## Start Document

# Help me find a hinge (especially you.. box makers:)



## joeyinsouthaustin (Sep 22, 2012)

I am looking for a smaller version of a pin, or pivot hinge, like this roto hinge but smaller than 3/8. more like 1/8 or quarter.


----------



## JustJoe (Oct 26, 2012)

I've got a bag of these lost somewhere in my workshop, and four tiny little boxes sitting unassembled until I find them:

http://www.woodcraft.com/Product/2003267/783/Miniature-Barrel-Hinge.aspx

They're 5mm which is just under 1/5 - just under 1/4.


----------



## joeyinsouthaustin (Sep 22, 2012)

Those are cool, but I need a swivel or pivot hinge, not a 90 degree hinge. The lid on the boxes will pivot/slide open.


----------



## waho6o9 (May 6, 2011)

You might have to make your own as I can't find any that
size either.

If the one pictured is made out of wood, can you sand it down
or turn it in a drill for acceptable results?


----------



## joeyinsouthaustin (Sep 22, 2012)

That may be quite possible. It lists as maple, so I may need to get some in my hands, and put the ole mill to work.


----------



## gfadvm (Jan 13, 2011)

Joey, I have pivoted lids using a piece of steel rod and a small washer. Just drill your holes for the pin to a very snug fit. I glue the pin into the lid and drill a deep hole in the box corner and that prevents wobble.


----------



## waho6o9 (May 6, 2011)

http://www.alliance-express.com/standard-washer-spacers

I was thinking along the same lines as Gfadvm and also use
a UHMW type washer/spacer for ease of use.

Alliance has an outlet in Texas as well:
http://www.alliance-express.com/houston


----------

## End Document
## Start Information provided

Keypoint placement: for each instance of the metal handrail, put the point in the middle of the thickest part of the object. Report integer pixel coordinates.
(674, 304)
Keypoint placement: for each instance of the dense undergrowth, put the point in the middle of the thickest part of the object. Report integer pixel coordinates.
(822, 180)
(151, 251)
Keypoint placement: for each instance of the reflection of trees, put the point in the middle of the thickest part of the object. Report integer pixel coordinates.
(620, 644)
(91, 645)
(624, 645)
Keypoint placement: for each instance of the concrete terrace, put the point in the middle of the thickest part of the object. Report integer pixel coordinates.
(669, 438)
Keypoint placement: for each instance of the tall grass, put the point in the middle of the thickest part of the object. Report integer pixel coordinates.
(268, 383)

## End Information provided
## Start Information provided

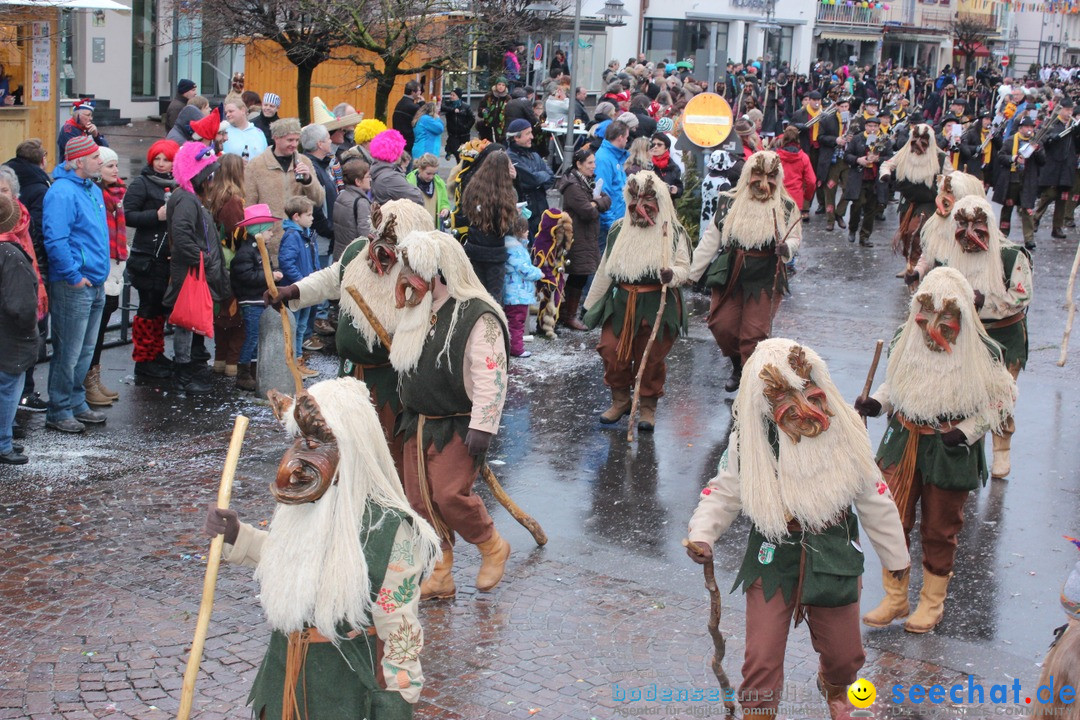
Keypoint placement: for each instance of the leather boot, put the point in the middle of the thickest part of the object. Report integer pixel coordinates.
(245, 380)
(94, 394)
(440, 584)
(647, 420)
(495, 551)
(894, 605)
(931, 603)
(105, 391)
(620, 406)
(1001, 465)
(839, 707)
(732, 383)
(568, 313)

## End Information provided
## Start Information provided

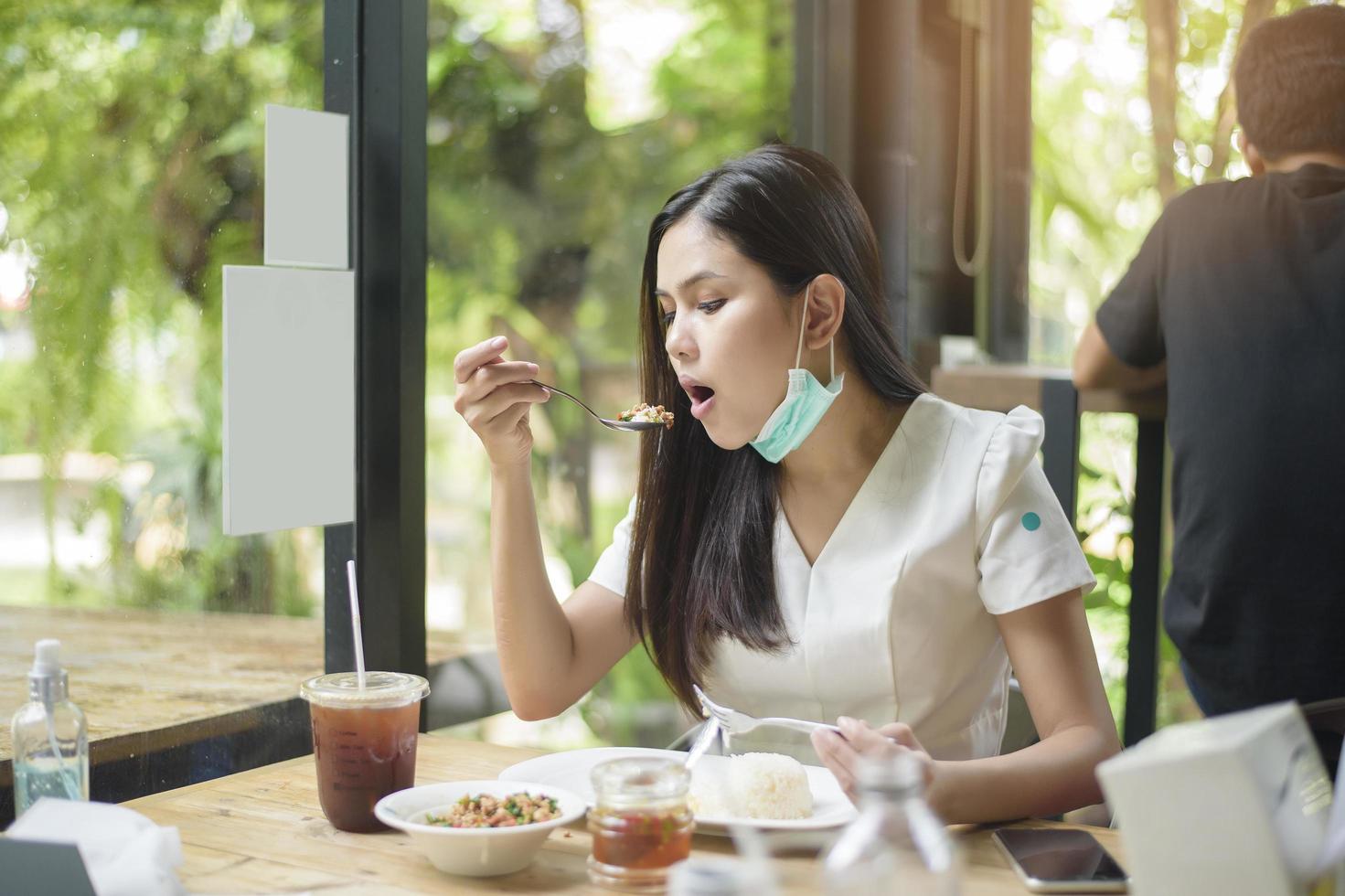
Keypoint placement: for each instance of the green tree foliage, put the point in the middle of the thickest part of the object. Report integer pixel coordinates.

## End Information provided

→ Written instruction A
What are all the web addresses given in the hinge thread?
→ Written instruction B
From the hinge thread, copy out everything from "## gfadvm (Jan" down to "that prevents wobble.".

→ Solution A
- http://www.woodcraft.com/Product/2003267/783/Miniature-Barrel-Hinge.aspx
- http://www.alliance-express.com/standard-washer-spacers
- http://www.alliance-express.com/houston

→ Solution B
## gfadvm (Jan 13, 2011)

Joey, I have pivoted lids using a piece of steel rod and a small washer. Just drill your holes for the pin to a very snug fit. I glue the pin into the lid and drill a deep hole in the box corner and that prevents wobble.